- **What is required**
Search the records for "positive". Copy every line where it appears.

** Opening Provided data block **

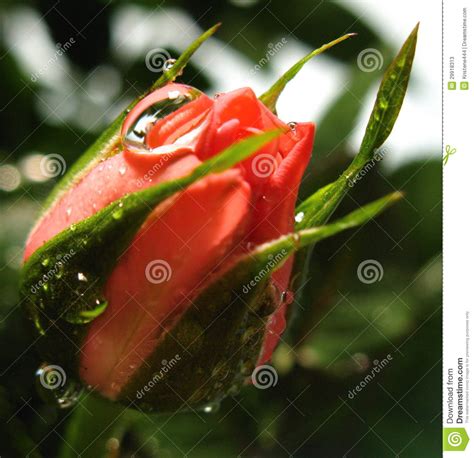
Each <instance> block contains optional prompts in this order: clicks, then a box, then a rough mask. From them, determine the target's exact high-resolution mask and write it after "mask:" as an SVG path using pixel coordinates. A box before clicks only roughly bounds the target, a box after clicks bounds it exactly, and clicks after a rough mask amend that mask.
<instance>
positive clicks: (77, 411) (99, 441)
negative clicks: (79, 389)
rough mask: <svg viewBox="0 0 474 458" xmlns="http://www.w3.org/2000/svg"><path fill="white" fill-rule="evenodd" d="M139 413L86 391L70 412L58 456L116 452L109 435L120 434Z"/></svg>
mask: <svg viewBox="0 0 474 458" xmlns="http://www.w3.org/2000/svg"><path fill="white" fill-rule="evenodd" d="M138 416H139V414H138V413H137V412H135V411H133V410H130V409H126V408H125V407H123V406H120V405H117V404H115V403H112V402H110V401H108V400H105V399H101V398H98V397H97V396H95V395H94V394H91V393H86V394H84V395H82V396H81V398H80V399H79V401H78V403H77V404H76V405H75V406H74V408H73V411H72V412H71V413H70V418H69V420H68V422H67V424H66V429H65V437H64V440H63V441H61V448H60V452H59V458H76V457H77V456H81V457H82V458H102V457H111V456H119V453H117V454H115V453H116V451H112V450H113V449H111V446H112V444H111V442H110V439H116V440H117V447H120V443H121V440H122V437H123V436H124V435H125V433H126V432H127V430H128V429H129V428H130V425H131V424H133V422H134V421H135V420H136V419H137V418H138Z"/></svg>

** Closing Provided data block **
** Opening Provided data block **

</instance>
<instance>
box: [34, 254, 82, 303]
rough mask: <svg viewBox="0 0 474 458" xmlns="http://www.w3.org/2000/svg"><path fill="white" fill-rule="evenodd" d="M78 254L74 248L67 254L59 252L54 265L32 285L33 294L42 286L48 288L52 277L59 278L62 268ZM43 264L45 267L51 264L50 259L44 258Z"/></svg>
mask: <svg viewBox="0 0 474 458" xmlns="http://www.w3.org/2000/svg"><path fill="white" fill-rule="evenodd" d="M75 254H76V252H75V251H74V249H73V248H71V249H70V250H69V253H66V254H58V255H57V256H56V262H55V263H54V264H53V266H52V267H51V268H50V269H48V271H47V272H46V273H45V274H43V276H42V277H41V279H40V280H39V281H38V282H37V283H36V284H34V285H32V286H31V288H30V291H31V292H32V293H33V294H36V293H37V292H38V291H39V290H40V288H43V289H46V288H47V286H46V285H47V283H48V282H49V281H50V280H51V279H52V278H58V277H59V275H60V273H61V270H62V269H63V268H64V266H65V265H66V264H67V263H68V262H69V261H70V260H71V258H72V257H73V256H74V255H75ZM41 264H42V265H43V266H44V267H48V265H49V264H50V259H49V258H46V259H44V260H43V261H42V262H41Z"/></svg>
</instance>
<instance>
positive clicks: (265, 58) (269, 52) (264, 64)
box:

** Closing Provided data block **

- **Solution for this task**
positive clicks: (77, 411) (99, 441)
positive clicks: (265, 58) (269, 52) (264, 64)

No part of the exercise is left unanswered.